───── Data provided
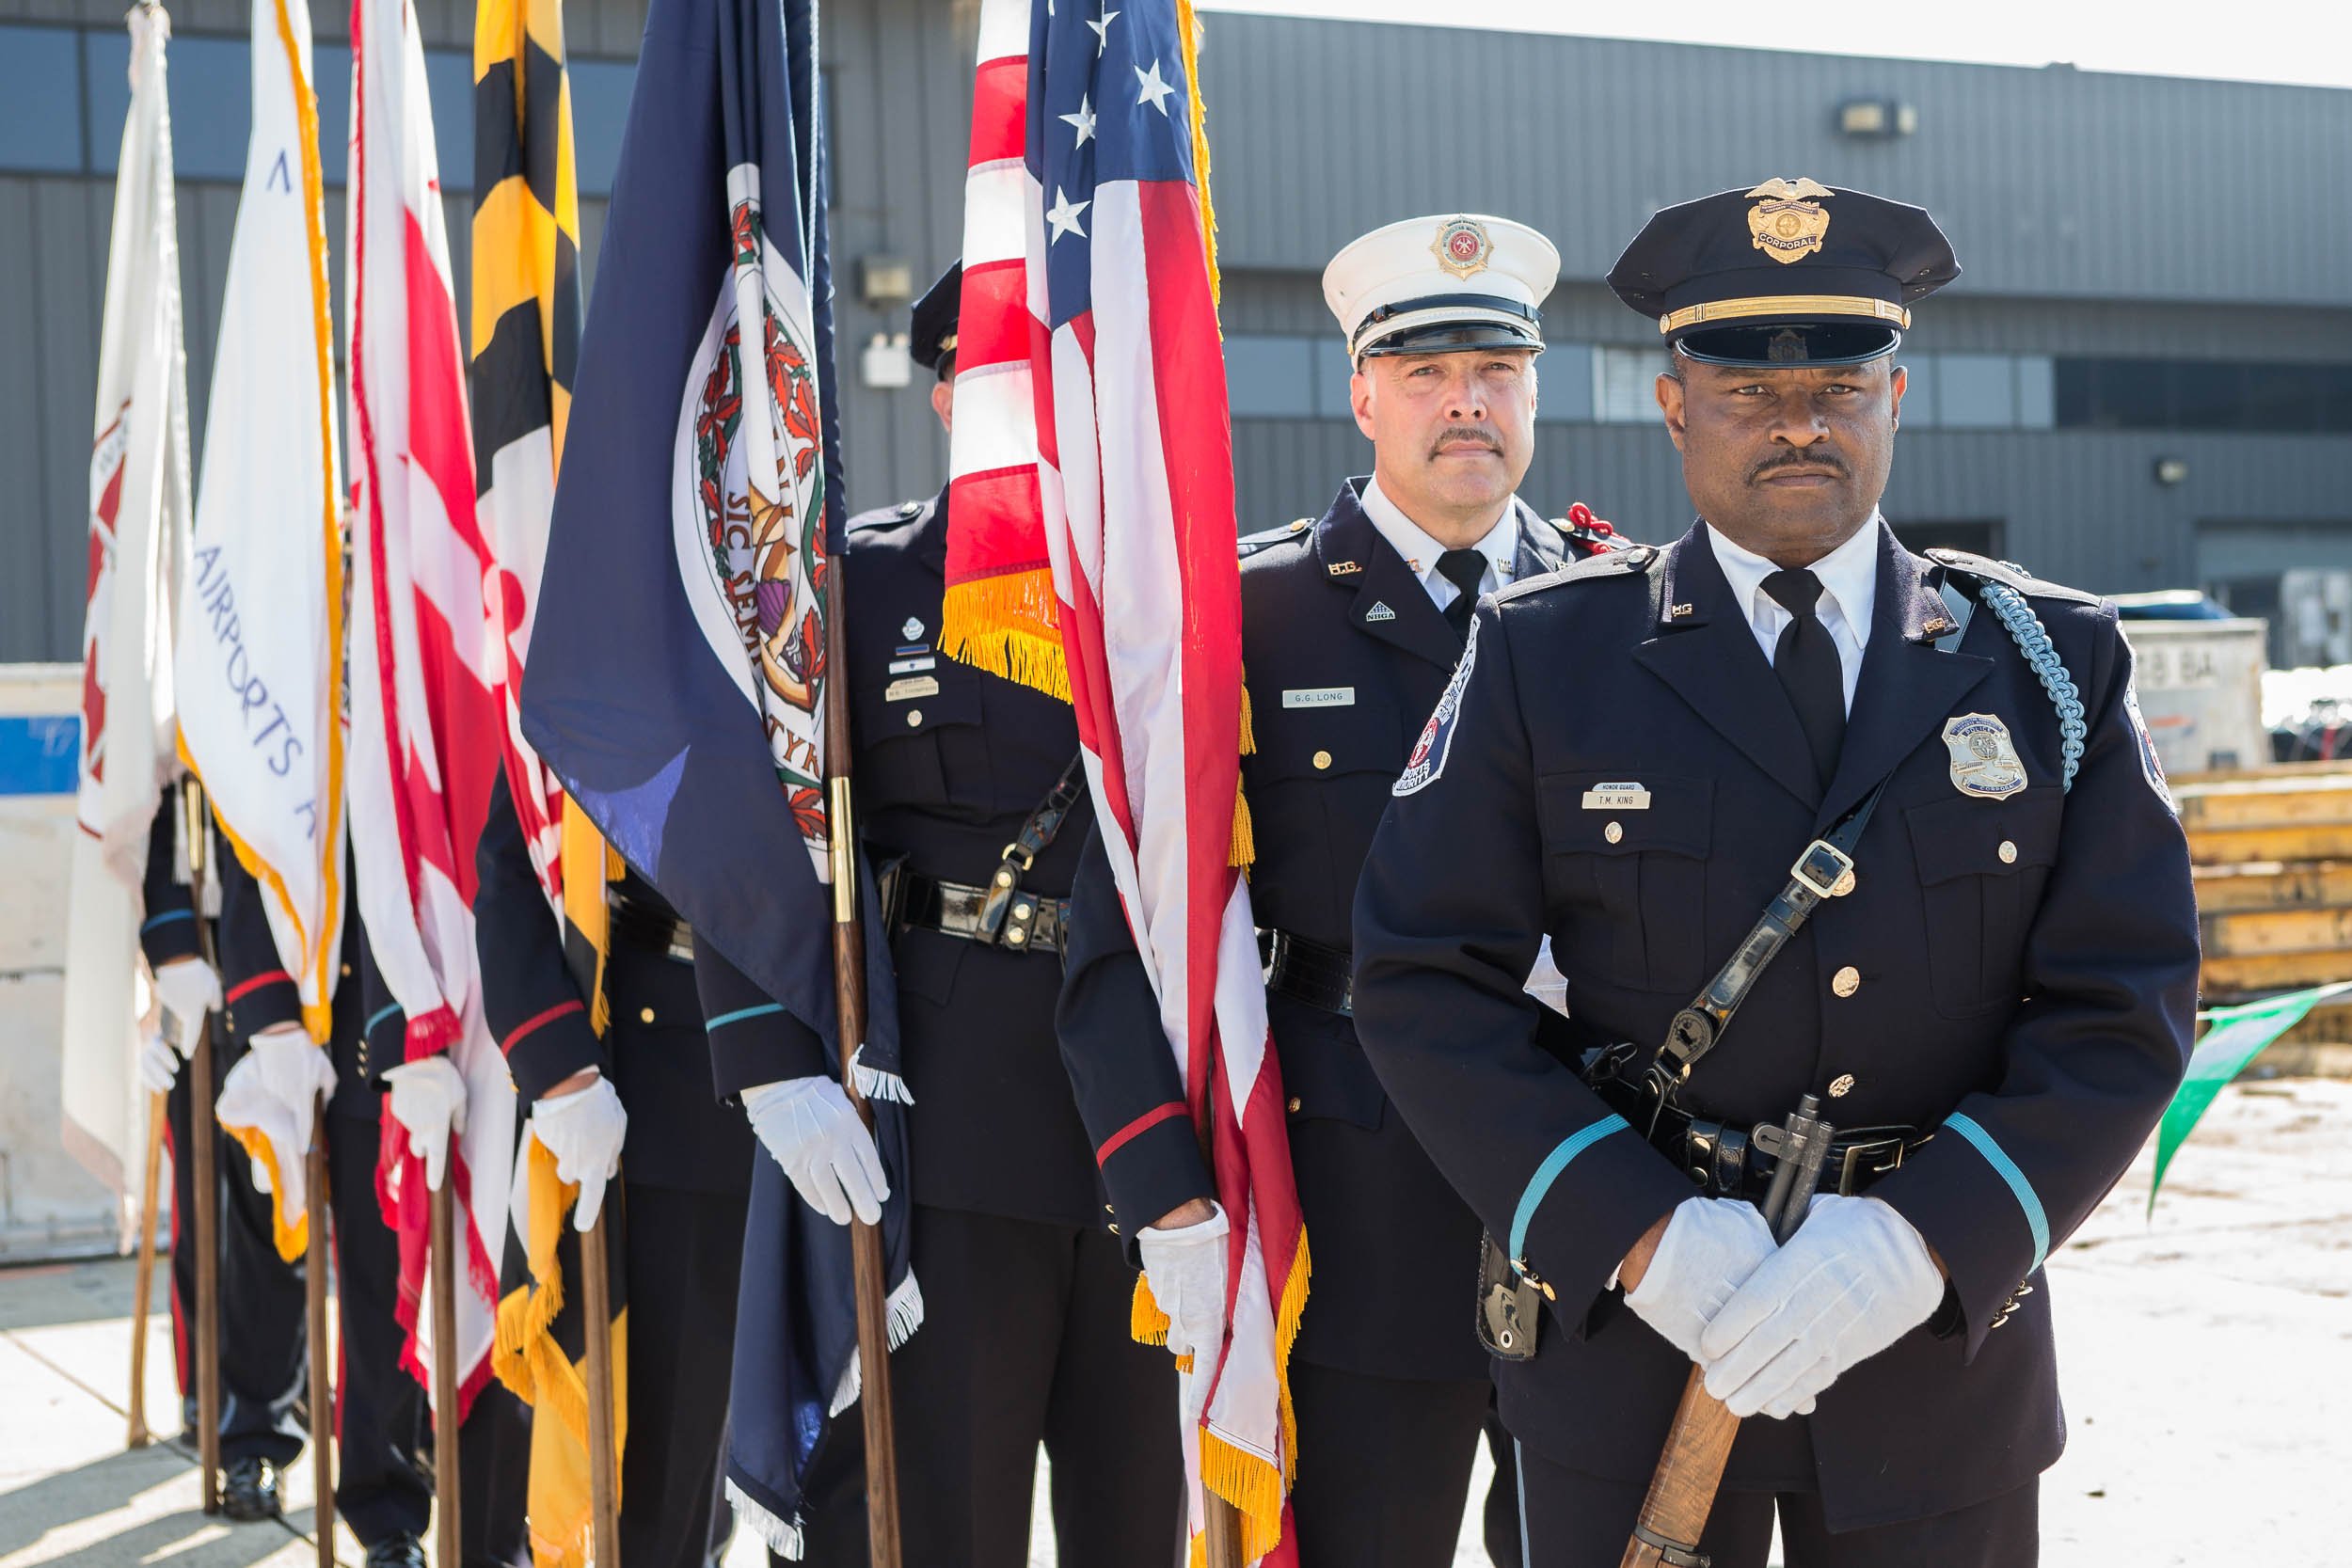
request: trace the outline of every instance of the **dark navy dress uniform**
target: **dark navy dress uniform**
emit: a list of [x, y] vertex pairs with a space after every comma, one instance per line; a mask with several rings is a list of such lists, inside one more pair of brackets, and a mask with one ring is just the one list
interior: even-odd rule
[[[936, 651], [946, 539], [943, 493], [852, 519], [844, 558], [860, 823], [872, 862], [903, 879], [891, 955], [925, 1307], [891, 1356], [907, 1560], [1026, 1562], [1042, 1441], [1063, 1561], [1170, 1562], [1175, 1374], [1129, 1338], [1136, 1271], [1054, 1040], [1083, 791], [1017, 879], [1009, 917], [1033, 906], [1018, 944], [939, 928], [965, 924], [956, 890], [992, 880], [1078, 752], [1068, 705]], [[696, 970], [722, 1094], [828, 1071], [816, 1036], [724, 958], [704, 946]], [[833, 1433], [807, 1560], [863, 1563], [860, 1433]]]
[[[406, 1334], [397, 1315], [400, 1242], [376, 1198], [384, 1072], [401, 1064], [407, 1016], [391, 1000], [368, 951], [353, 869], [346, 857], [341, 973], [326, 1045], [335, 1089], [321, 1131], [339, 1335], [335, 1508], [362, 1545], [376, 1547], [425, 1534], [433, 1506], [433, 1417], [423, 1387], [401, 1365]], [[222, 858], [220, 875], [221, 987], [230, 1029], [248, 1041], [280, 1023], [300, 1024], [302, 993], [278, 956], [267, 895], [233, 854]], [[292, 1326], [284, 1340], [298, 1377], [308, 1366], [300, 1267], [290, 1271]], [[530, 1560], [522, 1488], [529, 1446], [529, 1412], [504, 1388], [485, 1387], [459, 1434], [460, 1522], [469, 1565], [520, 1568]]]
[[691, 933], [653, 884], [628, 872], [611, 911], [605, 1037], [564, 955], [564, 934], [501, 772], [475, 850], [474, 945], [482, 1005], [526, 1107], [589, 1068], [628, 1113], [628, 1433], [621, 1553], [648, 1568], [700, 1568], [713, 1549], [726, 1447], [736, 1286], [743, 1266], [752, 1134], [710, 1093]]
[[[1342, 1010], [1357, 874], [1462, 644], [1342, 486], [1320, 521], [1244, 541], [1242, 758], [1251, 908], [1314, 1284], [1291, 1353], [1292, 1506], [1310, 1563], [1450, 1561], [1490, 1398], [1478, 1220], [1397, 1115]], [[1514, 576], [1572, 558], [1518, 505]], [[1062, 1053], [1112, 1201], [1147, 1226], [1215, 1196], [1099, 842], [1073, 899]], [[1532, 967], [1520, 966], [1521, 979]], [[1433, 1559], [1433, 1554], [1435, 1554]]]
[[[146, 918], [139, 948], [150, 970], [178, 958], [200, 958], [196, 890], [187, 879], [178, 787], [164, 792], [148, 832], [143, 880]], [[209, 846], [224, 875], [235, 854], [209, 822]], [[214, 911], [216, 913], [217, 911]], [[205, 918], [213, 918], [207, 914]], [[215, 931], [218, 927], [215, 926]], [[224, 982], [224, 989], [225, 989]], [[217, 1100], [229, 1069], [245, 1054], [244, 1037], [227, 1013], [212, 1018], [213, 1094]], [[182, 1390], [183, 1419], [196, 1426], [196, 1162], [183, 1157], [193, 1146], [194, 1090], [187, 1064], [180, 1065], [164, 1097], [164, 1127], [171, 1149], [171, 1326], [173, 1362]], [[245, 1146], [220, 1130], [208, 1107], [204, 1122], [214, 1144], [214, 1212], [220, 1269], [220, 1456], [226, 1466], [265, 1460], [283, 1469], [302, 1451], [297, 1409], [306, 1392], [302, 1359], [302, 1275], [278, 1256], [266, 1194], [253, 1190], [252, 1165]]]
[[[1906, 1130], [1899, 1167], [1850, 1190], [1909, 1221], [1951, 1288], [1810, 1418], [1746, 1422], [1717, 1512], [1753, 1534], [1753, 1495], [1809, 1495], [1795, 1517], [1816, 1539], [1792, 1538], [1792, 1561], [2032, 1557], [2036, 1477], [2064, 1439], [2042, 1263], [2181, 1077], [2198, 966], [2187, 850], [2113, 608], [1963, 562], [2024, 596], [2079, 689], [2070, 791], [2059, 718], [2010, 633], [1979, 605], [1939, 648], [1943, 570], [1876, 526], [1874, 619], [1826, 788], [1693, 529], [1480, 607], [1473, 656], [1366, 864], [1365, 1048], [1547, 1298], [1538, 1354], [1498, 1371], [1537, 1563], [1623, 1548], [1690, 1363], [1612, 1279], [1693, 1188], [1585, 1086], [1577, 1050], [1539, 1043], [1520, 977], [1549, 934], [1574, 1046], [1654, 1045], [1808, 841], [1890, 772], [1854, 886], [1767, 969], [1683, 1103], [1744, 1128], [1811, 1093], [1842, 1128]], [[1947, 726], [1971, 715], [2006, 732], [2022, 788], [1963, 782]]]

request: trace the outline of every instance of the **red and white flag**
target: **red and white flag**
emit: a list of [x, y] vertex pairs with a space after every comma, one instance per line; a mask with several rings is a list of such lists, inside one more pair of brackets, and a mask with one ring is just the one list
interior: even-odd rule
[[[132, 1069], [148, 827], [173, 752], [173, 612], [188, 549], [187, 356], [172, 201], [164, 43], [171, 19], [135, 6], [131, 109], [116, 165], [106, 313], [89, 469], [82, 621], [82, 752], [66, 931], [65, 1138], [124, 1196], [147, 1130]], [[133, 1231], [126, 1227], [128, 1236]]]
[[942, 640], [1076, 709], [1232, 1220], [1232, 1334], [1189, 1467], [1239, 1510], [1248, 1559], [1293, 1560], [1307, 1240], [1238, 869], [1241, 583], [1192, 7], [984, 0], [979, 33]]
[[[458, 1281], [458, 1418], [490, 1375], [497, 1259], [515, 1158], [514, 1086], [482, 1013], [474, 847], [501, 766], [498, 562], [475, 514], [424, 49], [406, 0], [351, 10], [348, 294], [352, 472], [351, 812], [359, 911], [405, 1054], [448, 1053], [466, 1081], [451, 1151], [467, 1256]], [[387, 1115], [389, 1117], [389, 1111]], [[379, 1192], [401, 1243], [405, 1360], [428, 1381], [423, 1162], [389, 1122]]]

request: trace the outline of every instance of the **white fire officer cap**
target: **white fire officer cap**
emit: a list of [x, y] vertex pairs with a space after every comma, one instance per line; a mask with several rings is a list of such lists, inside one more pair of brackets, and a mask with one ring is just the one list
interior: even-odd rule
[[1523, 223], [1479, 213], [1406, 218], [1353, 240], [1323, 269], [1347, 356], [1541, 351], [1560, 252]]

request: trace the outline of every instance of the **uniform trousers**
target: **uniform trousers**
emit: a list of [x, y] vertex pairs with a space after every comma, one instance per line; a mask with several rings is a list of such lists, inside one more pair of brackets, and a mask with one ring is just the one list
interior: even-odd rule
[[[1062, 1568], [1173, 1568], [1184, 1550], [1176, 1373], [1129, 1336], [1119, 1238], [914, 1205], [923, 1326], [890, 1358], [909, 1564], [1024, 1568], [1038, 1445]], [[810, 1487], [807, 1562], [866, 1560], [856, 1409]]]
[[[1524, 1445], [1519, 1491], [1527, 1568], [1616, 1568], [1646, 1482], [1601, 1481]], [[1714, 1568], [1765, 1568], [1777, 1505], [1788, 1568], [2032, 1568], [2041, 1548], [2041, 1487], [1925, 1519], [1832, 1532], [1814, 1493], [1725, 1492], [1699, 1550]]]
[[1290, 1378], [1299, 1568], [1449, 1568], [1492, 1386], [1295, 1358]]
[[[700, 1568], [712, 1553], [726, 1454], [744, 1193], [624, 1180], [628, 1206], [628, 1438], [621, 1450], [621, 1560]], [[852, 1412], [848, 1419], [854, 1424]]]
[[[219, 1049], [219, 1021], [213, 1024], [213, 1090], [220, 1091], [235, 1055]], [[189, 1141], [193, 1095], [190, 1073], [180, 1076], [164, 1097], [164, 1122], [171, 1149], [171, 1328], [180, 1373], [183, 1420], [196, 1427], [196, 1160]], [[213, 1140], [214, 1235], [220, 1259], [220, 1456], [294, 1462], [302, 1451], [295, 1402], [306, 1392], [302, 1355], [302, 1273], [278, 1256], [270, 1231], [269, 1196], [253, 1190], [253, 1167], [245, 1148], [221, 1132], [208, 1108], [206, 1135]]]
[[[335, 1507], [362, 1545], [399, 1535], [423, 1537], [433, 1502], [431, 1407], [400, 1364], [405, 1338], [394, 1309], [400, 1243], [375, 1196], [382, 1123], [373, 1115], [355, 1114], [381, 1104], [376, 1093], [346, 1084], [326, 1117], [340, 1329]], [[298, 1348], [298, 1337], [295, 1342]], [[465, 1568], [525, 1568], [531, 1561], [523, 1512], [530, 1460], [531, 1413], [493, 1382], [475, 1396], [458, 1429]]]

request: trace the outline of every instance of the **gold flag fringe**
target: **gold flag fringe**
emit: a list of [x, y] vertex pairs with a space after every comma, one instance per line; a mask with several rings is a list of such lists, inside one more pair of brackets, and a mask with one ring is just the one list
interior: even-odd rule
──────────
**Your assignment**
Return only the lines running from the top of the data to the line that holds "target: **dark navy dress uniform**". Include both of those lines, but skip the pictures.

**Result**
request: trace the outline of every instance of the **dark navy dress uniform**
target: **dark navy dress uniform**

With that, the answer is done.